Records contained in a dataset:
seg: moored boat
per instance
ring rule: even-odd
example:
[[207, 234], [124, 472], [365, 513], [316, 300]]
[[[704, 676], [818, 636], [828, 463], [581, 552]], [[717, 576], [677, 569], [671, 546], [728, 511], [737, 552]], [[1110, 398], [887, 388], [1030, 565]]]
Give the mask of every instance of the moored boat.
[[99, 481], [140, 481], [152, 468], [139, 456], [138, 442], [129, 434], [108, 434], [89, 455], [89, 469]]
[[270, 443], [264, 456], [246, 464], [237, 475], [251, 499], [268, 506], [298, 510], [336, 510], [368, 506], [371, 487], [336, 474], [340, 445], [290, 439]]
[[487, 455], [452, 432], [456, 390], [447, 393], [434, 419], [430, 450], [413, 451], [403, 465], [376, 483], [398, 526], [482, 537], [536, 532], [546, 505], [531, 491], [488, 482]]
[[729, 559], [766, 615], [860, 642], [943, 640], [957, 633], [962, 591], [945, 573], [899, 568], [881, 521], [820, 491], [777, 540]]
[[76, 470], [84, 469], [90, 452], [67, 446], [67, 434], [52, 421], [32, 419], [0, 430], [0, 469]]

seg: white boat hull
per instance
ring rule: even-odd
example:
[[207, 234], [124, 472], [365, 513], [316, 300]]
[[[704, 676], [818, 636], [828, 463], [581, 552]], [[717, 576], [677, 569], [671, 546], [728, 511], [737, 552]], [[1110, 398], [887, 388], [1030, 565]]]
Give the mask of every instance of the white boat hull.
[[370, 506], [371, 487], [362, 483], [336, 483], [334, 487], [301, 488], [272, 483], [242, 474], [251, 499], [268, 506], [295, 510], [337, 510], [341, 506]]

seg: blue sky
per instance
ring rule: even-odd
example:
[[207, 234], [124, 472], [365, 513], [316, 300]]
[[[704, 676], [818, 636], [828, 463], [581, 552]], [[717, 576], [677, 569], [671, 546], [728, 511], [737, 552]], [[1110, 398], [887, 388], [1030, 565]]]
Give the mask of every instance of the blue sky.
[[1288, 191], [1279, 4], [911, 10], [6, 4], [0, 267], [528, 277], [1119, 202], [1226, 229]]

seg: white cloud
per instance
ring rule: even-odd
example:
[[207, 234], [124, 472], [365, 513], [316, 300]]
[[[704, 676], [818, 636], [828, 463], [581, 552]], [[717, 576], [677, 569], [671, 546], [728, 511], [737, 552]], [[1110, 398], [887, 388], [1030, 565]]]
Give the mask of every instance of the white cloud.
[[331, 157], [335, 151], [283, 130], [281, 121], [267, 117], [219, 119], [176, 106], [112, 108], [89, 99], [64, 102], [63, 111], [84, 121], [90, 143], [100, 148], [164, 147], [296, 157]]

Stated goal: Return every line exactly.

Result for this exercise:
seg: moored boat
per instance
ring rule: even-odd
example:
[[207, 234], [124, 472], [365, 513], [316, 300]]
[[[704, 676], [818, 636], [828, 463], [581, 552]], [[717, 576], [677, 569], [671, 546], [728, 511], [737, 552]], [[1110, 398], [887, 388], [1030, 565]]]
Give the mask of every instance of the moored boat.
[[99, 481], [140, 481], [152, 468], [139, 456], [138, 442], [129, 434], [108, 434], [89, 455], [89, 469]]
[[270, 443], [264, 456], [246, 464], [237, 475], [251, 499], [268, 506], [298, 510], [336, 510], [368, 506], [371, 487], [336, 474], [340, 445], [290, 439]]
[[487, 455], [452, 432], [456, 390], [447, 393], [434, 419], [430, 450], [413, 451], [403, 465], [376, 483], [398, 526], [482, 537], [536, 532], [546, 505], [531, 491], [488, 482]]
[[729, 559], [766, 615], [860, 642], [943, 640], [957, 633], [962, 591], [945, 573], [899, 568], [881, 521], [820, 491], [777, 540]]
[[76, 470], [84, 469], [90, 452], [67, 446], [67, 434], [52, 421], [32, 419], [0, 430], [0, 469]]

seg: white boat hull
per instance
ring rule: even-odd
example:
[[207, 234], [124, 472], [365, 513], [316, 300]]
[[[704, 676], [818, 636], [828, 463], [581, 552]], [[717, 576], [677, 569], [671, 546], [728, 511], [737, 552]], [[1110, 398], [887, 388], [1030, 565]]]
Give the mask of every instance of the white boat hull.
[[370, 506], [371, 487], [362, 483], [336, 483], [334, 487], [301, 488], [272, 483], [242, 474], [251, 499], [268, 506], [295, 510], [337, 510], [341, 506]]

seg: blue sky
per instance
ring rule: even-odd
example:
[[207, 234], [124, 472], [365, 513], [316, 300]]
[[[704, 676], [818, 636], [828, 463], [581, 552]], [[717, 576], [677, 569], [671, 546], [728, 511], [737, 552]], [[1110, 398], [887, 388], [1030, 565]]]
Give the mask of every instance of the blue sky.
[[1288, 191], [1279, 4], [911, 10], [6, 4], [0, 267], [528, 277], [1119, 202], [1226, 229]]

seg: white cloud
per instance
ring rule: even-odd
example:
[[207, 234], [124, 472], [365, 513], [316, 300]]
[[[704, 676], [818, 636], [828, 463], [581, 552]], [[717, 576], [677, 569], [671, 546], [728, 511], [737, 552]], [[1110, 398], [887, 388], [1030, 565]]]
Give the mask of every instance of the white cloud.
[[331, 157], [335, 151], [283, 130], [281, 121], [267, 117], [219, 119], [176, 106], [112, 108], [89, 99], [64, 102], [63, 111], [84, 121], [90, 143], [100, 148], [164, 147], [296, 157]]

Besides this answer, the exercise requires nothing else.